> [OPGAVE]:
Schrijf alle onderstaande items regel voor regel ongewijzigd over.

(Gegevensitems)

..............................

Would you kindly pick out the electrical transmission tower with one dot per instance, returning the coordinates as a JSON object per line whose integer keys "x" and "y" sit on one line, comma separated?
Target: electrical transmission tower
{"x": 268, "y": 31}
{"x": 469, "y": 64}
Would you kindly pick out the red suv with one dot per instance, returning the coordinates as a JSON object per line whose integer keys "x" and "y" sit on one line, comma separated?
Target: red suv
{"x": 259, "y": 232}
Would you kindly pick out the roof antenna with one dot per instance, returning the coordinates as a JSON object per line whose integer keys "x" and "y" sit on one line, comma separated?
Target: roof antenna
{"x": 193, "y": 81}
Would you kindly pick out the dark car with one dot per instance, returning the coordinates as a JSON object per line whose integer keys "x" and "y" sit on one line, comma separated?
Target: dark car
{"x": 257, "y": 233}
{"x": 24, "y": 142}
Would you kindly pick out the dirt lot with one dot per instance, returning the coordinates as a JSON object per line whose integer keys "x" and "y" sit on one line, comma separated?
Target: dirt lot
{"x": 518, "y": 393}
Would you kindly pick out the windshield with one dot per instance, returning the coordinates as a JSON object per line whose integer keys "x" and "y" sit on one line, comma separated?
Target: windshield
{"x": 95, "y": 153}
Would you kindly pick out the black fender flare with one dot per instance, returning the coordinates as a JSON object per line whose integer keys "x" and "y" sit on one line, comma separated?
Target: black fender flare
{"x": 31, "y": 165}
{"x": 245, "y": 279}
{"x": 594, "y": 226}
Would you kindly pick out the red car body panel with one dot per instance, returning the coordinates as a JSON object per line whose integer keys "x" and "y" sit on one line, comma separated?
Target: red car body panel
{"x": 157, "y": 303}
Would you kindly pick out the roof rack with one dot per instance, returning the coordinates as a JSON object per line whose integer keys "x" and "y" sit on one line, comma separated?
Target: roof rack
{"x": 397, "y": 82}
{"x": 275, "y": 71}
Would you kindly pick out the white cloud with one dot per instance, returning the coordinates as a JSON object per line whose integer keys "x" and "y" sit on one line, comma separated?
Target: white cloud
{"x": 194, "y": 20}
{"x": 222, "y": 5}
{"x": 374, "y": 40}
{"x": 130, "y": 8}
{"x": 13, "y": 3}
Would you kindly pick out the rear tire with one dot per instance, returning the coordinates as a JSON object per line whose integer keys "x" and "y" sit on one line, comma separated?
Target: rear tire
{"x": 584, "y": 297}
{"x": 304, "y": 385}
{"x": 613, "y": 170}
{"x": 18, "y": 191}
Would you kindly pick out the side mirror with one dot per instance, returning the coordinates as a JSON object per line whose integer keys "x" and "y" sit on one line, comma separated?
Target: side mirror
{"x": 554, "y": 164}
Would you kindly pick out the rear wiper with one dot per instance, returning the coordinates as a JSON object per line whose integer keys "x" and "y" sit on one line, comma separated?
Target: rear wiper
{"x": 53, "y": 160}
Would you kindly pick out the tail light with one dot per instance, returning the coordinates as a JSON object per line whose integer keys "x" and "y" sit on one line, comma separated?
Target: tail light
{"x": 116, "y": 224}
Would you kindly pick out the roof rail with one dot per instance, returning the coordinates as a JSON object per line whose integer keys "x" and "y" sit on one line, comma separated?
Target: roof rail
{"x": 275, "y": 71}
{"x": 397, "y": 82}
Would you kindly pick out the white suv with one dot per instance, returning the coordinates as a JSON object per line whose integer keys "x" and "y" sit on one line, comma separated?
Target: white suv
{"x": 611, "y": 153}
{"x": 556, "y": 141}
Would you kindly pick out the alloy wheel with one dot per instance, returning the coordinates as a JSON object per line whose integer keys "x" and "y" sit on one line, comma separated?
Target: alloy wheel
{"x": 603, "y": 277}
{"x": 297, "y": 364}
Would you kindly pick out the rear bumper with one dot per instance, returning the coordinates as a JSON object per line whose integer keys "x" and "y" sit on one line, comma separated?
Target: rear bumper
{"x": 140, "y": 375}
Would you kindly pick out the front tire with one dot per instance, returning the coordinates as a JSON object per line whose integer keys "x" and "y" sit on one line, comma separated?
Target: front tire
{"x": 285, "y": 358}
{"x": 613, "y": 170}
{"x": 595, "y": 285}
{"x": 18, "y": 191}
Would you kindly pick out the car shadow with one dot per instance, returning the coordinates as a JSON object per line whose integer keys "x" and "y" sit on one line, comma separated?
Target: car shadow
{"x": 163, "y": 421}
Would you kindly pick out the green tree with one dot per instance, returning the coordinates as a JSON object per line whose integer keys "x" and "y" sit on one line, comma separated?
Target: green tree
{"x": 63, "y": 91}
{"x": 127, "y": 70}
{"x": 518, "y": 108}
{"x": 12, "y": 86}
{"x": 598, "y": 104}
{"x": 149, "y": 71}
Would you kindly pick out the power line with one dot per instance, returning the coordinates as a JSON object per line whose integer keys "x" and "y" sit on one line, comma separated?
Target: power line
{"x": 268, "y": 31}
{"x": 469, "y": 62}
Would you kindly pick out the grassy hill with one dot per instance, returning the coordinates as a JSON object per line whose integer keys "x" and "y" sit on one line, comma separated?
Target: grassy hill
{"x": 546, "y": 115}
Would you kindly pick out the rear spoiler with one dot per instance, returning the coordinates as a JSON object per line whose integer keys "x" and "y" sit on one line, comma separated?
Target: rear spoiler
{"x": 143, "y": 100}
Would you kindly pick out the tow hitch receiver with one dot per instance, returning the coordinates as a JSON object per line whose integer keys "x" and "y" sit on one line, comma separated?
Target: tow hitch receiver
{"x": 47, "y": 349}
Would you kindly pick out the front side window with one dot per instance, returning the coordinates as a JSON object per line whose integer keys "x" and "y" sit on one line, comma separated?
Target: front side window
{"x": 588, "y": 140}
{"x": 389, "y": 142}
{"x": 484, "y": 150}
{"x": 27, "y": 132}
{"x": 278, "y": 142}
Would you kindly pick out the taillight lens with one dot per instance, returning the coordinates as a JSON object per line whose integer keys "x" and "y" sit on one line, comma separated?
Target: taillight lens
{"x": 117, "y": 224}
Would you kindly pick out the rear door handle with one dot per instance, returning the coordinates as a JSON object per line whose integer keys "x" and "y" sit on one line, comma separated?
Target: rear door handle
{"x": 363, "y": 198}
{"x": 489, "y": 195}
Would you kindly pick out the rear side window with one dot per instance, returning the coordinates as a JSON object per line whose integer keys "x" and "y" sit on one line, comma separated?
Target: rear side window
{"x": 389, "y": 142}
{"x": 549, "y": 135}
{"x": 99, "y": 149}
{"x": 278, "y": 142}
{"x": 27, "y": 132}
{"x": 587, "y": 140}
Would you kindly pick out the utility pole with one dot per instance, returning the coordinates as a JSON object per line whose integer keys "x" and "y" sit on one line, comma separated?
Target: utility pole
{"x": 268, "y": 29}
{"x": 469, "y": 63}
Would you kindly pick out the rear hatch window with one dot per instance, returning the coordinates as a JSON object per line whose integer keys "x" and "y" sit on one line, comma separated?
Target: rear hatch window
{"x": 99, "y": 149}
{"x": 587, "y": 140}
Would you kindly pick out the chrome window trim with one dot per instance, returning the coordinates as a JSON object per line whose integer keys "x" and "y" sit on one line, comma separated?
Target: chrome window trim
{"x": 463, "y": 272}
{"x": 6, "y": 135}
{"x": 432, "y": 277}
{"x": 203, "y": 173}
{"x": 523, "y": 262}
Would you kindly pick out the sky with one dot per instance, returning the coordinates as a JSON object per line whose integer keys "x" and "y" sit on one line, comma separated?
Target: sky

..............................

> [UITGEWERKTE OPLOSSING]:
Would you kindly pick out the electrical transmission tower with one dot per instance, returning the coordinates as a JSON object per line whose integer keys "x" and "y" sit on one line, comma separated?
Target: electrical transmission tower
{"x": 268, "y": 31}
{"x": 469, "y": 64}
Would you kindly pick out the red suv with one dot per instance, returning the coordinates as a JSON object per line whose integer keys "x" and "y" sit on one line, comma separated?
Target: red suv
{"x": 259, "y": 232}
Would you kindly pick out the roof antenna with one dot per instance, returning the coordinates as a JSON object per line whose integer keys "x" and "y" sit on one line, comma separated?
Target: roof antenna
{"x": 193, "y": 81}
Would you kindly pick out the dark car with one dot per instance, returning the coordinates as a JSON object per line whose integer keys "x" and "y" sit on one line, comma separated?
Target: dark car
{"x": 257, "y": 233}
{"x": 24, "y": 142}
Would you kindly pick out the dirt lot with one dot per instance, returning the coordinates as a JSON object per line whose integer keys "x" and "y" sit on one line, comma separated?
Target: dirt lot
{"x": 518, "y": 393}
Would you kindly pick out the windshield with one dot per instance, returning the coordinates as a JSON object per line whose integer keys "x" and "y" sit on one line, comma separated?
Target: windshield
{"x": 95, "y": 153}
Would you kindly pick out the black fender flare with one dot per instance, returning the coordinates as a JSON object per line whose integer keys "x" and "y" sit on one line, comma separated?
Target: black fender flare
{"x": 31, "y": 165}
{"x": 245, "y": 279}
{"x": 594, "y": 226}
Would you kindly pick out the red car body panel with one dot per instance, returning the coordinates as a JSON object per line whose integer keys "x" and "y" sit on one line, comma separated?
Target: red car body panel
{"x": 157, "y": 303}
Would you kindly pick out the roof rack with one dot per instance, returning the coordinates as a JSON object per line whose integer keys "x" and "y" sit on one line, comma separated?
Target: roof rack
{"x": 397, "y": 82}
{"x": 275, "y": 71}
Would you kindly pick out the white cloud with one dot per instance, returning the coordinates as a JSON object per line whose integer keys "x" and "y" sit on one line, comma separated?
Target: white cloud
{"x": 194, "y": 20}
{"x": 222, "y": 5}
{"x": 374, "y": 40}
{"x": 130, "y": 8}
{"x": 13, "y": 3}
Would you kindly pick out the rear tire with one dot per instance, returning the coordinates as a JSON object per line whose integer keys "x" and "y" sit on one line, comma separated?
Target: rear tire
{"x": 584, "y": 297}
{"x": 304, "y": 385}
{"x": 613, "y": 170}
{"x": 18, "y": 191}
Would you kindly pick out the side mirror with one dot per instance, returning the coordinates as a JSON object per line whose integer keys "x" and "y" sit on one line, comma separated?
Target: side mirror
{"x": 554, "y": 164}
Would you kindly pick out the rear wiper with one dot per instance, returning the coordinates as a JSON object per line whose integer keys "x" and "y" sit on one line, comma separated?
Target: rear wiper
{"x": 53, "y": 160}
Would you kindly pick out the tail light with one dot per instance, returning the coordinates as a JSON object per line whose integer keys "x" and "y" sit on one line, comma separated?
Target: tail light
{"x": 116, "y": 224}
Would you kindly pick out the roof rail with one dot per instance, returning the coordinates as a JSON object per line whose integer keys "x" and "y" sit on one line, comma separated?
Target: roof rail
{"x": 275, "y": 71}
{"x": 397, "y": 82}
Would you kindly pick out the white suv with one dot per instance, returning the coordinates as a JSON object per line whose integer keys "x" and "y" sit on one line, comma separated?
Target: white suv
{"x": 611, "y": 153}
{"x": 556, "y": 141}
Would you kindly pick out the alloy wheel with one dot per instance, returning the coordinates as a JSON object per line whose integer keys "x" and "y" sit on one line, comma separated?
Target: alloy wheel
{"x": 603, "y": 277}
{"x": 297, "y": 364}
Would you kindly pick out the rear bumper with one dot per instance, returning the coordinates as a JSON object per line whose integer keys "x" and "y" sit on one line, comma separated?
Target: rear bumper
{"x": 140, "y": 375}
Would you kindly pick out the front tire with one dot per instance, returning the coordinates as a JSON object per line whose integer keys "x" and "y" sit on one line, comma separated?
Target: front tire
{"x": 285, "y": 358}
{"x": 613, "y": 170}
{"x": 595, "y": 285}
{"x": 18, "y": 191}
Would you kindly pick out the car shadow with one dot per instance, returning the coordinates as a JSON object per line whose integer keys "x" and "y" sit on one line, comma separated?
Target: car shadow
{"x": 163, "y": 421}
Would you kindly pick out the green tree with one dot per instance, returning the coordinates as a JSON object per line whose integer keys "x" and "y" sit on one line, comma separated?
Target: green tree
{"x": 63, "y": 91}
{"x": 127, "y": 70}
{"x": 518, "y": 108}
{"x": 12, "y": 86}
{"x": 598, "y": 104}
{"x": 149, "y": 71}
Would you kindly pick out the power line with one dot per instance, returning the coordinates as a JSON object per line whose integer keys "x" and "y" sit on one line, comma separated?
Target: power line
{"x": 268, "y": 31}
{"x": 469, "y": 62}
Would you kindly pick out the grassy hill with one dot per instance, returning the coordinates as a JSON object per line whose integer keys "x" and "y" sit on one line, comma separated?
Target: grassy hill
{"x": 546, "y": 115}
Would you kindly pick out the rear spoiler with one dot per instance, returning the coordinates as a JSON object per line whose integer keys "x" and "y" sit on one line, comma separated?
Target: rear spoiler
{"x": 143, "y": 100}
Would you kindly pick out the tow hitch receiver with one dot per instance, returning the coordinates as a JSON object per line whose integer keys "x" and "y" sit on one line, comma separated?
Target: tow hitch receiver
{"x": 47, "y": 349}
Would you kindly pick out the front side window with one dot per instance, returning the coordinates as a JSON object per line whose integer keys "x" and "y" sit on one line, comma separated?
Target: front side window
{"x": 588, "y": 140}
{"x": 389, "y": 142}
{"x": 484, "y": 150}
{"x": 27, "y": 132}
{"x": 278, "y": 142}
Would you kindly pick out the taillight lens with one dot per instance, returning the coordinates as a JSON object per line whose integer keys "x" and "y" sit on one line, comma separated?
Target: taillight lens
{"x": 117, "y": 224}
Would you kindly pick out the rear door handle with one dot per instance, returning the coordinates as a JSON object per line whose integer keys "x" and "y" sit on one line, comma separated?
Target: rear door handle
{"x": 363, "y": 198}
{"x": 489, "y": 195}
Would you kindly pick out the rear side window with one dot per instance, returning the coordinates as a JSON object per line whose integer keys "x" and "y" sit on one line, comma separated?
Target: rear side window
{"x": 389, "y": 142}
{"x": 549, "y": 135}
{"x": 99, "y": 149}
{"x": 278, "y": 142}
{"x": 27, "y": 132}
{"x": 587, "y": 140}
Would you kindly pick out the utility pole with one dot per instance, returning the coordinates as a JSON object per line whose integer keys "x" and "y" sit on one line, comma separated?
Target: utility pole
{"x": 268, "y": 29}
{"x": 469, "y": 63}
Would you kindly pick out the rear hatch window with one dot per instance, returning the coordinates as a JSON object per line whose integer keys "x" and "y" sit on one line, comma separated?
Target: rear hatch window
{"x": 99, "y": 149}
{"x": 587, "y": 140}
Would you kindly pick out the chrome window trim with one dot per instance, returning the coordinates as a JSON object per line whose integer keys "x" and "y" sit on one line, comma separated?
Target: chrome window trim
{"x": 463, "y": 272}
{"x": 6, "y": 135}
{"x": 432, "y": 277}
{"x": 203, "y": 173}
{"x": 523, "y": 262}
Would you kindly pick out the sky with one dot per instance, returning the coordinates as a JSON object per line whose integer keys "x" and "y" sit on one line, comma separated?
Target: sky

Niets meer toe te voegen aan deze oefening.